*** Opening SOURCE MATERIAL ***

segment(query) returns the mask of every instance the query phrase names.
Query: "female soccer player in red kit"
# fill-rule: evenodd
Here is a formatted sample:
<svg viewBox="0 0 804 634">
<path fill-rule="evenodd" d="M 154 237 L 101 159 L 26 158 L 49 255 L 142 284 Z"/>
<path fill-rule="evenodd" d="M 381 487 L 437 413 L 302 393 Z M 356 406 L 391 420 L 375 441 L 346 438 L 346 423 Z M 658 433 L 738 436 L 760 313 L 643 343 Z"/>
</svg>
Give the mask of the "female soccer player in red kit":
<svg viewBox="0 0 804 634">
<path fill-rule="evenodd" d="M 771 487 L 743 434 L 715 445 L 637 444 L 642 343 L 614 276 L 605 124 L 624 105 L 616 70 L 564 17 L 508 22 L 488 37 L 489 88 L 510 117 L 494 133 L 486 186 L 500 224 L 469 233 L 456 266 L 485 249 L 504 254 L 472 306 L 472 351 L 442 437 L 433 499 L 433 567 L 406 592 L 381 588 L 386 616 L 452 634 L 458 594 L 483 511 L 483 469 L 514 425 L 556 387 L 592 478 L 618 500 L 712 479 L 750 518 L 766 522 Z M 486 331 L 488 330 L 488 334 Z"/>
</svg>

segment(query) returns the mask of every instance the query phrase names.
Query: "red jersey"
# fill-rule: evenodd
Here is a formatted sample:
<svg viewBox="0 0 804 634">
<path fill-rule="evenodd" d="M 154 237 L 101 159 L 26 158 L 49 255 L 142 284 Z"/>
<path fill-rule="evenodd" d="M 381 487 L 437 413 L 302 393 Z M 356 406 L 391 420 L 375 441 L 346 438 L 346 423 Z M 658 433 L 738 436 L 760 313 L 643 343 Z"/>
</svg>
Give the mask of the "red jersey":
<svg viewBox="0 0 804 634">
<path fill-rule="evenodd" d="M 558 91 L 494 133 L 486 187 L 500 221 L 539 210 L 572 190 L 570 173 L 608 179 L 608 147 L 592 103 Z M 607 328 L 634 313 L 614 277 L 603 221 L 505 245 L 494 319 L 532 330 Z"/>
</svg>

*** Closing SOURCE MATERIAL ***

Each record must be returned in full and exactly.

YOUR SOLUTION -
segment(query) returns the mask of every instance the query phrase names.
Query: "female soccer player in red kit"
# fill-rule: evenodd
Here is a formatted sample:
<svg viewBox="0 0 804 634">
<path fill-rule="evenodd" d="M 154 237 L 101 159 L 26 158 L 49 255 L 142 284 Z"/>
<path fill-rule="evenodd" d="M 381 487 L 437 413 L 302 393 Z M 356 406 L 391 420 L 375 441 L 346 438 L 346 423 Z M 658 433 L 738 436 L 760 313 L 643 343 Z"/>
</svg>
Give the mask of the "female soccer player in red kit":
<svg viewBox="0 0 804 634">
<path fill-rule="evenodd" d="M 771 487 L 743 434 L 715 445 L 637 444 L 642 343 L 614 276 L 605 124 L 624 105 L 616 70 L 564 17 L 508 22 L 488 37 L 489 88 L 510 117 L 494 133 L 486 186 L 500 224 L 469 233 L 456 266 L 485 249 L 504 254 L 472 306 L 472 351 L 442 437 L 433 499 L 433 567 L 406 592 L 381 588 L 386 616 L 452 634 L 458 594 L 483 511 L 483 469 L 514 425 L 556 387 L 592 478 L 618 500 L 712 479 L 750 518 L 766 522 Z M 486 331 L 488 330 L 488 334 Z"/>
</svg>

segment(query) returns the mask of every instance the query phrase names.
Query: "red jersey"
# fill-rule: evenodd
Here is a formatted sample:
<svg viewBox="0 0 804 634">
<path fill-rule="evenodd" d="M 154 237 L 101 159 L 26 158 L 49 255 L 142 284 Z"/>
<path fill-rule="evenodd" d="M 381 487 L 437 413 L 302 393 Z M 356 406 L 391 420 L 375 441 L 346 438 L 346 423 Z M 658 433 L 738 436 L 760 313 L 643 343 Z"/>
</svg>
Give the mask of the "red jersey":
<svg viewBox="0 0 804 634">
<path fill-rule="evenodd" d="M 558 91 L 494 133 L 486 187 L 500 221 L 539 210 L 572 190 L 570 173 L 608 179 L 608 147 L 592 103 Z M 607 328 L 634 313 L 614 277 L 603 221 L 505 245 L 494 319 L 532 330 Z"/>
</svg>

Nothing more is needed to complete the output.